__Passage provided__.
In Kashmir, a generation of educated youth stands at crossroads. Armed with degrees and dreams, they face a trifecta of crises: crumbling job markets, familial disillusionment, and an education system gasping for relevance. Their struggle isn’t just about unemployment—it’s a battle for dignity, purpose, and the right to redefine success.
Kashmiri youth face multidimensional challenges stemming from limited job opportunities, unskilled workforce and unsupportive environment added by familial expectations, personal aspirations and societal pressures. These factors often lead to dissatisfaction and disillusionment as they struggle to secure employment aligned with their aspirations and field of study.
Many settle for jobs that merely address their basic economic crisis fostering feelings of discontent and frustration with their achievements. The pressure includes family expectations, peer influence, self-doubt, scarce employment opportunities and underpayment which is collectively dismantling their physical and mental abilities.

__Collected data__.
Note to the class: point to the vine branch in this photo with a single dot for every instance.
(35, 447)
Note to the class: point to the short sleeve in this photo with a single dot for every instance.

__Objective__.
Answer these questions from the passage on Kashmiri youth:
(a) What three crises does the first paragraph say educated youth in Kashmir face?
(b) What do the factors in the second paragraph often lead to?
(c) What kind of jobs do many settle for, according to the third paragraph?

__Solution__.
(a) Crumbling job markets, familial disillusionment, and an education system gasping for relevance.
(b) Dissatisfaction and disillusionment.
(c) Jobs that merely address their basic economic crisis.